## Task description
Present every line of all the items below as a JSON list of strings, one string per line, and leave out any blank lines.

* * * *

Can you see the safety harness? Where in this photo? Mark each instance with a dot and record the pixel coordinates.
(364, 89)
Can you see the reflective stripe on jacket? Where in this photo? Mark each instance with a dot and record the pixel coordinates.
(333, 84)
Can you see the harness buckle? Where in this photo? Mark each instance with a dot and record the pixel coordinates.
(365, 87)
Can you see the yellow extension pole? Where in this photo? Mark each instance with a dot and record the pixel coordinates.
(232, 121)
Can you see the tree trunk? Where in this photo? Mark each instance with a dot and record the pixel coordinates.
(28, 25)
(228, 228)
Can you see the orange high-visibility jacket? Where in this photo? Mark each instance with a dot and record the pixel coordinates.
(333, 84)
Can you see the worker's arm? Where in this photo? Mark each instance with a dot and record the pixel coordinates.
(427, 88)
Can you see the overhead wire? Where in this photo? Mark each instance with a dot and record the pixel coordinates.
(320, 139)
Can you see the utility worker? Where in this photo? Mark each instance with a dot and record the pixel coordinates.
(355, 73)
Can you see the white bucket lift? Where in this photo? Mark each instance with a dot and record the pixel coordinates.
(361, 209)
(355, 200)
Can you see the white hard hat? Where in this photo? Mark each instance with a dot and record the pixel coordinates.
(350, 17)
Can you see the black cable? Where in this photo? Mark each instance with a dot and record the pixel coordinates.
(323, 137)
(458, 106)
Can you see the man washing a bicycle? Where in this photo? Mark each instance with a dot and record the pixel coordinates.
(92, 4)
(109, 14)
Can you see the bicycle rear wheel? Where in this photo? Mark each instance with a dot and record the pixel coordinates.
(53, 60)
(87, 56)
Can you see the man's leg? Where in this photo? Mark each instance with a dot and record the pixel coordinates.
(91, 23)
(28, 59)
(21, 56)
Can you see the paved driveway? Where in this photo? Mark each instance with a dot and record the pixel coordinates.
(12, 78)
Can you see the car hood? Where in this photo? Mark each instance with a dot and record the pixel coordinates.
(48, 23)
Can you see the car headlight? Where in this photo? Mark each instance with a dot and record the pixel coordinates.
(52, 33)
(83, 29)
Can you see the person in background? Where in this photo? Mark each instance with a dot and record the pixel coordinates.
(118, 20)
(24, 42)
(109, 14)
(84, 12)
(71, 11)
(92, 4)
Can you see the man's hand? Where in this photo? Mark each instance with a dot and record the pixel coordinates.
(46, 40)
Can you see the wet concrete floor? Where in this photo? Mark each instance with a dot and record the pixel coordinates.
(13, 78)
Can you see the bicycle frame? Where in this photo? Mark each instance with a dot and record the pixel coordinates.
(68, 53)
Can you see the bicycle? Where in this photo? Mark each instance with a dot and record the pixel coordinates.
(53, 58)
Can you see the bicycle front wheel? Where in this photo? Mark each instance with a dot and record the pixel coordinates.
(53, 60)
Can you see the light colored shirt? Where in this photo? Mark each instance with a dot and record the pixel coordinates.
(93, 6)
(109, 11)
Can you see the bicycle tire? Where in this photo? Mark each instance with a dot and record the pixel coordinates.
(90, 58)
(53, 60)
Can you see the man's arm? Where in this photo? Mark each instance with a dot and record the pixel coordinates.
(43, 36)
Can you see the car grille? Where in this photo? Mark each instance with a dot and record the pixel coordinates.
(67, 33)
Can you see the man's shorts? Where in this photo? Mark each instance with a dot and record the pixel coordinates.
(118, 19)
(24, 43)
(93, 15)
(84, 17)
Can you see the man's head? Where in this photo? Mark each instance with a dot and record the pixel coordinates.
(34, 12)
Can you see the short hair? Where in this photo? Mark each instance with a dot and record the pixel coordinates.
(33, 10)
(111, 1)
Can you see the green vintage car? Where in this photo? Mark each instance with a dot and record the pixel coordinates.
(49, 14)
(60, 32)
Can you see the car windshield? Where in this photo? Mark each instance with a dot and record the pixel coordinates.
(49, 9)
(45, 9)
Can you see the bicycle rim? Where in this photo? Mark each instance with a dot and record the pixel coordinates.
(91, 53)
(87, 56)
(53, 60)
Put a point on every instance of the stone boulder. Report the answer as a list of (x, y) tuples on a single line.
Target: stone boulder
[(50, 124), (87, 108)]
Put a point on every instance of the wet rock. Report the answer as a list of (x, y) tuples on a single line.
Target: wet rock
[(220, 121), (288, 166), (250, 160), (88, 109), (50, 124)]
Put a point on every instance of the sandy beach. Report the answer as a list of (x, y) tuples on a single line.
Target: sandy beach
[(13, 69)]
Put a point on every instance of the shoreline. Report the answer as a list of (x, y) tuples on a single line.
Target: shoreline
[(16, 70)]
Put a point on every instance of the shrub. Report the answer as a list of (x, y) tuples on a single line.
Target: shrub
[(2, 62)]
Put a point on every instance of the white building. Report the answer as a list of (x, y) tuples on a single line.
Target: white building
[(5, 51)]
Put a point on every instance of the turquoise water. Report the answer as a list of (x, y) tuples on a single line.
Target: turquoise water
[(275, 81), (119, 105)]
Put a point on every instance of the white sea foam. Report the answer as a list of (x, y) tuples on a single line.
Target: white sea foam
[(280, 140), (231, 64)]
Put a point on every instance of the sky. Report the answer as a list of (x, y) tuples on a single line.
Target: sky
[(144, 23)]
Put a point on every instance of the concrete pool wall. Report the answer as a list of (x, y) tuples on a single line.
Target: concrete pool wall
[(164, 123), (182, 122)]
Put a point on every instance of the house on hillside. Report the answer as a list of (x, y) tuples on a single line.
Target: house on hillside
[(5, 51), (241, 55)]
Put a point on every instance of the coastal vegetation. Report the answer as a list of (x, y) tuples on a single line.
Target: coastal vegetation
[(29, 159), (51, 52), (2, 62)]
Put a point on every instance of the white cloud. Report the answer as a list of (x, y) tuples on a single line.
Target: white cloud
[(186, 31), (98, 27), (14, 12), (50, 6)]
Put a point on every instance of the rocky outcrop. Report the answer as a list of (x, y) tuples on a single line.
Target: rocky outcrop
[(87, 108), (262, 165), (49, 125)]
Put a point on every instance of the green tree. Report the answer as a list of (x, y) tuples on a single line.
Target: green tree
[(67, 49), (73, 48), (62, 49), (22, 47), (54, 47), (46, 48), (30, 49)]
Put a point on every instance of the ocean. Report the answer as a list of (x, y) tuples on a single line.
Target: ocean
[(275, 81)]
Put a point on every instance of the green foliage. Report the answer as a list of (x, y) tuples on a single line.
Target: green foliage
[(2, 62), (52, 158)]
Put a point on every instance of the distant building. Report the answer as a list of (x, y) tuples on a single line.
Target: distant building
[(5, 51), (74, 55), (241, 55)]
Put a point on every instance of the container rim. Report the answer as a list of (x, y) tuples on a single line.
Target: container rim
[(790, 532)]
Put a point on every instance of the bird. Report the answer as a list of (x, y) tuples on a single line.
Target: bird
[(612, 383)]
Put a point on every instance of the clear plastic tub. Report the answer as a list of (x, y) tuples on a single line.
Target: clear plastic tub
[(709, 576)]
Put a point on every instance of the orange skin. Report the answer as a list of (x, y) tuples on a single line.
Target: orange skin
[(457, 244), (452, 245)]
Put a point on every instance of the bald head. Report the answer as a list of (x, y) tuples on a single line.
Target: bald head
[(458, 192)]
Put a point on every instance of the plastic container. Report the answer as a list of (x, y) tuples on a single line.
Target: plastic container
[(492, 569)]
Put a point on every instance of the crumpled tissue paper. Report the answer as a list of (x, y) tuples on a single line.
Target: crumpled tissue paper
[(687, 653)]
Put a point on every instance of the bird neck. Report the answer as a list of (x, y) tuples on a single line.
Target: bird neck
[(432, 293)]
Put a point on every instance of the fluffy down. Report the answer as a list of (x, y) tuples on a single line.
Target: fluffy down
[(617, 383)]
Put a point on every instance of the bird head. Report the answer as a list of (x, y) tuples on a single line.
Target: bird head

* * * *

## Task result
[
  "Can you see the safety harness? Where in this photo? Mark each instance with a dot and record the pixel coordinates.",
  "(364, 89)",
  "Can you see the reflective stripe on jacket? Where in this photo? Mark each instance with a dot and record the pixel coordinates.",
  "(333, 84)",
  "Can you see the harness buckle? Where in this photo? Mark each instance with a dot and record the pixel coordinates.",
  "(365, 87)",
  "Can you see the yellow extension pole? Where in this photo? Mark each instance with a dot and record the pixel coordinates.",
  "(232, 121)",
  "Can you see the tree trunk? Where in this photo? Mark each instance with a dot and record the pixel coordinates.",
  "(28, 25)",
  "(228, 228)",
  "Can you see the orange high-visibility jacket? Where in this photo? Mark each instance with a dot and record the pixel coordinates.",
  "(333, 84)",
  "Can you see the worker's arm? Where in this photo? Mark each instance with a dot and record the pixel coordinates.",
  "(427, 88)",
  "Can you see the overhead wire? Where in this photo? Mark each instance with a dot and record the pixel coordinates.",
  "(320, 139)",
  "Can you see the utility worker? Where in this photo? Mark each instance with a dot and record the pixel coordinates.",
  "(355, 73)",
  "Can you see the white bucket lift? Where in this photo? Mark each instance with a dot and record the pixel coordinates.",
  "(361, 209)",
  "(355, 200)",
  "Can you see the white hard hat? Where in this photo? Mark each instance with a dot and record the pixel coordinates.",
  "(350, 17)",
  "Can you see the black cable? Where in this photo? Mark each instance with a dot and record the pixel coordinates.",
  "(323, 137)",
  "(458, 106)",
  "Can you see the man washing a bicycle? Where in this photo? Mark each instance with a dot and record the pixel coordinates.",
  "(92, 4)",
  "(109, 14)",
  "Can you see the bicycle rear wheel? Where in this photo? Mark each instance with a dot and record the pixel coordinates.",
  "(53, 60)",
  "(87, 56)",
  "Can you see the man's leg? Where in this photo? Mark each instance with a dot and record the pixel coordinates.",
  "(91, 23)",
  "(28, 59)",
  "(21, 56)",
  "Can you see the paved driveway? Where in this photo? Mark each instance with a dot and record the pixel coordinates.",
  "(12, 78)",
  "Can you see the car hood? Where in this photo? Mark each instance with a dot and record the pixel coordinates.",
  "(48, 23)",
  "Can you see the car headlight? Where in this photo? Mark each instance with a dot and record the pixel coordinates.",
  "(52, 33)",
  "(83, 29)",
  "Can you see the person in background? Where in this photo? Mark each instance with a dot and record the pixel coordinates.",
  "(118, 20)",
  "(24, 42)",
  "(109, 14)",
  "(84, 12)",
  "(71, 11)",
  "(92, 4)",
  "Can you see the man's hand? Where in this photo? Mark each instance with a dot and record the pixel coordinates.",
  "(46, 40)",
  "Can you see the wet concrete floor? Where in this photo? Mark each instance with a dot and record the pixel coordinates.",
  "(13, 78)",
  "Can you see the bicycle frame? Where in this photo? Mark each instance with a dot and record the pixel coordinates.",
  "(68, 53)",
  "Can you see the bicycle? Where in this photo? Mark each instance with a dot and record the pixel coordinates.",
  "(53, 58)",
  "Can you see the bicycle front wheel? Where in this photo? Mark each instance with a dot and record the pixel coordinates.",
  "(53, 60)",
  "Can you see the light colored shirt? Where in this photo? Mark each instance with a dot and record the pixel coordinates.",
  "(93, 6)",
  "(109, 11)",
  "Can you see the bicycle tire? Where in this photo? Mark each instance with a dot and record the pixel coordinates.",
  "(90, 58)",
  "(53, 60)",
  "Can you see the man's arm? Where in this photo? Mark each instance with a dot and record the pixel coordinates.",
  "(43, 36)",
  "Can you see the car grille? Where in this photo? Mark each instance with a dot and record the pixel coordinates.",
  "(67, 33)",
  "Can you see the man's shorts? Where in this photo? Mark each instance with a dot and record the pixel coordinates.",
  "(118, 19)",
  "(24, 43)",
  "(93, 15)",
  "(84, 17)",
  "Can you see the man's head? Where in this photo? Mark each instance with a dot and record the pixel coordinates.",
  "(34, 12)",
  "Can you see the short hair? Where in this photo? Mark each instance with a dot and record the pixel coordinates.",
  "(33, 10)",
  "(111, 1)",
  "Can you see the green vintage car? Where in this photo? Mark each instance with a dot and record the pixel coordinates.",
  "(49, 14)",
  "(60, 32)",
  "Can you see the car windshield? Where in this photo? Mark each instance with a dot and record the pixel coordinates.",
  "(49, 9)",
  "(45, 9)",
  "Can you see the bicycle rim? Where in this photo? Mark each instance with a dot and record the pixel coordinates.",
  "(91, 53)",
  "(87, 56)",
  "(53, 60)",
  "Put a point on every instance of the stone boulder. Report the answer as a list of (x, y) tuples on a single line.",
  "Target: stone boulder",
  "[(50, 124), (87, 108)]",
  "Put a point on every instance of the wet rock. Report the answer as a list of (x, y) tuples on a single line.",
  "Target: wet rock",
  "[(220, 121), (288, 166), (250, 160), (88, 109), (50, 124)]",
  "Put a point on every instance of the sandy beach. Report the answer as a list of (x, y) tuples on a single line.",
  "Target: sandy beach",
  "[(13, 69)]",
  "Put a point on every instance of the shoreline. Report the answer as a list of (x, y) tuples on a single line.",
  "Target: shoreline",
  "[(16, 70)]",
  "Put a point on every instance of the shrub. Report the answer as a list of (x, y) tuples on a single line.",
  "Target: shrub",
  "[(2, 62)]",
  "Put a point on every instance of the white building. Report the answer as a list of (x, y) tuples on a single line.",
  "Target: white building",
  "[(5, 51)]",
  "Put a point on every instance of the turquoise water. Report the answer as a list of (x, y) tuples on a single line.",
  "Target: turquoise water",
  "[(275, 81), (119, 105)]",
  "Put a point on every instance of the white sea foam. Report the answer as a list of (x, y) tuples on a single line.",
  "Target: white sea foam",
  "[(280, 140), (231, 64)]",
  "Put a point on every instance of the sky. Report the answer as a list of (x, y) tuples on a single line.",
  "Target: sky",
  "[(144, 23)]",
  "Put a point on every instance of the concrete pool wall. Report the answer as a list of (x, y) tuples on a single line.",
  "Target: concrete pool wall",
  "[(164, 123), (182, 122)]",
  "Put a point on every instance of the house on hillside. Report the answer as a list of (x, y) tuples on a single line.",
  "Target: house on hillside",
  "[(5, 51), (241, 55)]",
  "Put a point on every instance of the coastal vegetation. Report the answer as a list of (x, y) tuples on a single line.",
  "Target: coastal vegetation",
  "[(29, 159), (51, 52), (2, 62)]",
  "Put a point on every instance of the white cloud. Report the answer as a list of (x, y) tuples on a single line.",
  "Target: white cloud",
  "[(186, 31), (98, 27), (14, 12), (50, 6)]",
  "Put a point on every instance of the rocky outcrop. Report the answer as a list of (x, y) tuples on a single line.",
  "Target: rocky outcrop",
  "[(87, 108), (262, 165), (49, 125)]",
  "Put a point on every instance of the green tree. Report the answer as a list of (x, y) tuples on a single line.",
  "Target: green tree",
  "[(67, 49), (73, 48), (62, 49), (22, 47), (54, 47), (46, 48), (30, 49)]",
  "Put a point on every instance of the ocean. Report the answer as a list of (x, y) tuples on a single line.",
  "Target: ocean",
  "[(275, 81)]",
  "Put a point on every instance of the green foliage. Report the answer as a list of (x, y) tuples on a single line.",
  "Target: green foliage",
  "[(2, 62), (52, 158)]",
  "Put a point on every instance of the distant building. Report the answer as a list of (x, y) tuples on a single line.",
  "Target: distant building",
  "[(5, 51), (74, 55), (241, 55)]",
  "Put a point on every instance of the container rim. Report the answer as a list of (x, y) tuples on a single line.",
  "Target: container rim",
  "[(790, 532)]",
  "Put a point on every instance of the bird. Report the answer as a list of (x, y) tuples on a single line.",
  "Target: bird",
  "[(612, 383)]",
  "Put a point on every instance of the clear plastic tub. Report the answer as a list of (x, y) tuples on a single line.",
  "Target: clear plastic tub",
  "[(709, 576)]",
  "Put a point on every instance of the orange skin. Report the answer as a list of (x, y) tuples on a single line.",
  "Target: orange skin",
  "[(457, 244), (452, 245)]",
  "Put a point on every instance of the bald head. Report the answer as a list of (x, y) tuples on a single line.",
  "Target: bald head",
  "[(458, 192)]",
  "Put a point on every instance of the plastic container. Report the answer as a list of (x, y) tuples on a single line.",
  "Target: plastic container",
  "[(492, 569)]",
  "Put a point on every instance of the crumpled tissue paper. Report the answer as a list of (x, y) tuples on a single line.",
  "Target: crumpled tissue paper",
  "[(687, 653)]",
  "Put a point on every instance of the bird neck. Report the answer as a list of (x, y) tuples on a single line.",
  "Target: bird neck",
  "[(432, 293)]",
  "Put a point on every instance of the fluffy down. Report the answer as a list of (x, y) tuples on a single line.",
  "Target: fluffy down",
  "[(617, 383)]",
  "Put a point on every instance of the bird head. Report the answer as a list of (x, y) tuples on a single line.",
  "Target: bird head"
]